_The exercise_
Copy out every line of the material below that contains the word "blurred".

_Records supplied_

§

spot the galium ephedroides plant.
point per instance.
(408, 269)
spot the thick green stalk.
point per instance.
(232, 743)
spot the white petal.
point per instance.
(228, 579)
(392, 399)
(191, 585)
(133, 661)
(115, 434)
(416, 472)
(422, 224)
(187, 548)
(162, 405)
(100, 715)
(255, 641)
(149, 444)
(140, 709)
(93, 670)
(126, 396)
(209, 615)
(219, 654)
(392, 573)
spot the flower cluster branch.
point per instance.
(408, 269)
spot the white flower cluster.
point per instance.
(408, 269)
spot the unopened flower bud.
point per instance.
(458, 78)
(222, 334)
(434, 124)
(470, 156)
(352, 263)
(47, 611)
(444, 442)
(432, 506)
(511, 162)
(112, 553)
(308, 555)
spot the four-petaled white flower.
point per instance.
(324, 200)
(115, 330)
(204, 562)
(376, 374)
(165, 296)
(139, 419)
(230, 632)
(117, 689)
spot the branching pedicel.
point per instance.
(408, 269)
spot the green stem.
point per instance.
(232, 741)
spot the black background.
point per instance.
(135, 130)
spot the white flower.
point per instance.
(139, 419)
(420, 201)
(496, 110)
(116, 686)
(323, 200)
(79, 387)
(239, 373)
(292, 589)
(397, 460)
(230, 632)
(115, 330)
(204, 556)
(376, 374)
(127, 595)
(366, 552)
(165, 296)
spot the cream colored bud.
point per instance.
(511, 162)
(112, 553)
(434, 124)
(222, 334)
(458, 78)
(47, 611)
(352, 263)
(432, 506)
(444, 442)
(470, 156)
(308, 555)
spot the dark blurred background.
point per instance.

§

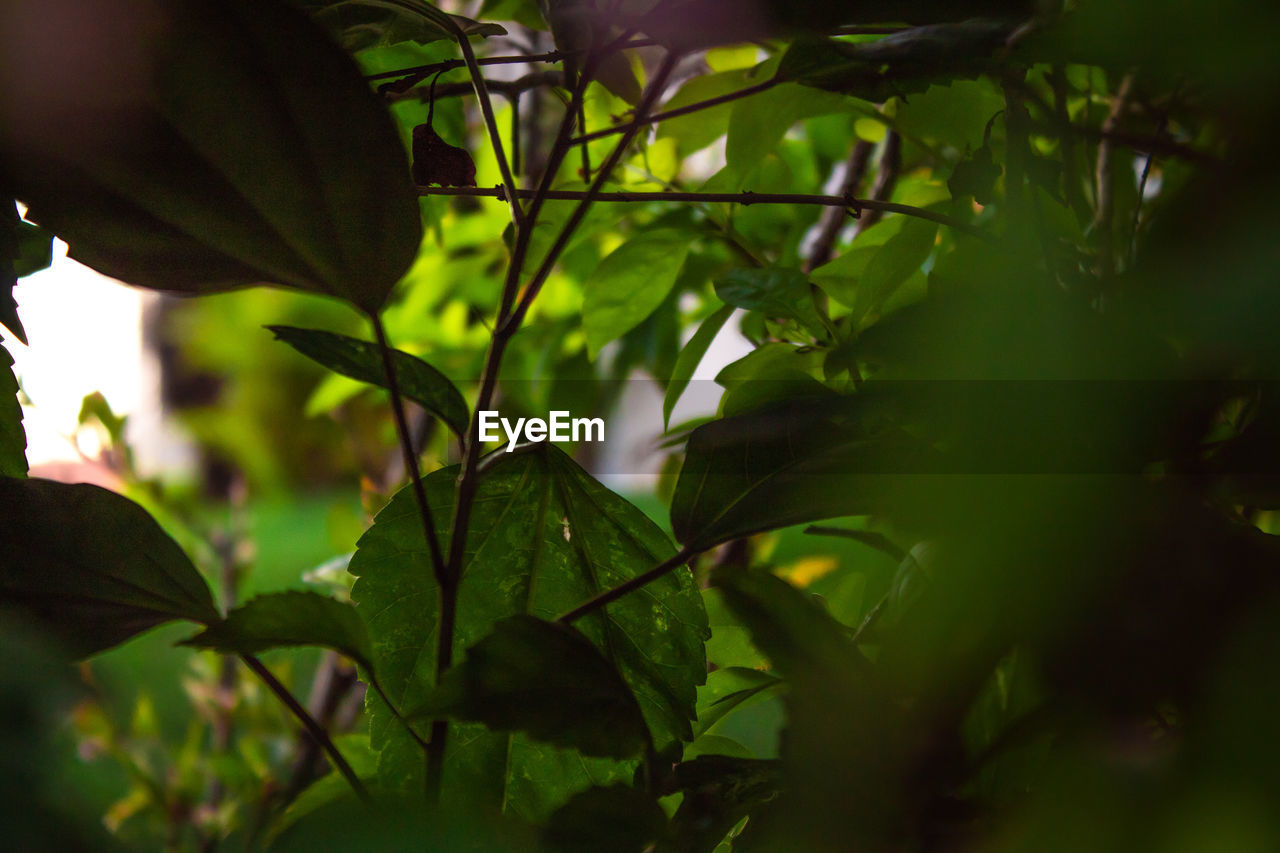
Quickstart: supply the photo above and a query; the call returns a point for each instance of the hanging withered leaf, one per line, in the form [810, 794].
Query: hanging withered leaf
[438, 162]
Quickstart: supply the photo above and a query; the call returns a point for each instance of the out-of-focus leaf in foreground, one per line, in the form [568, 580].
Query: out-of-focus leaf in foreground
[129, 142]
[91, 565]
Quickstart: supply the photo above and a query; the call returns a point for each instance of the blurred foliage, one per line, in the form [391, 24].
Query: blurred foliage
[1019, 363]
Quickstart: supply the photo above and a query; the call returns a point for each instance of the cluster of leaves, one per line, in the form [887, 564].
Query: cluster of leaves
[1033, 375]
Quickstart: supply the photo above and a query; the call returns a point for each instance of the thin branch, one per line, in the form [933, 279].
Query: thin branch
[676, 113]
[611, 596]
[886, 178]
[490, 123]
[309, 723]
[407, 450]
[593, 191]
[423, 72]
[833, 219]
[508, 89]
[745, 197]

§

_Exercise result_
spot the dark blurred background.
Quickstart: supply the photo above and a query; the call returns a point for each instance of the blurred foliage, one per line, in the form [391, 24].
Query: blurred foliage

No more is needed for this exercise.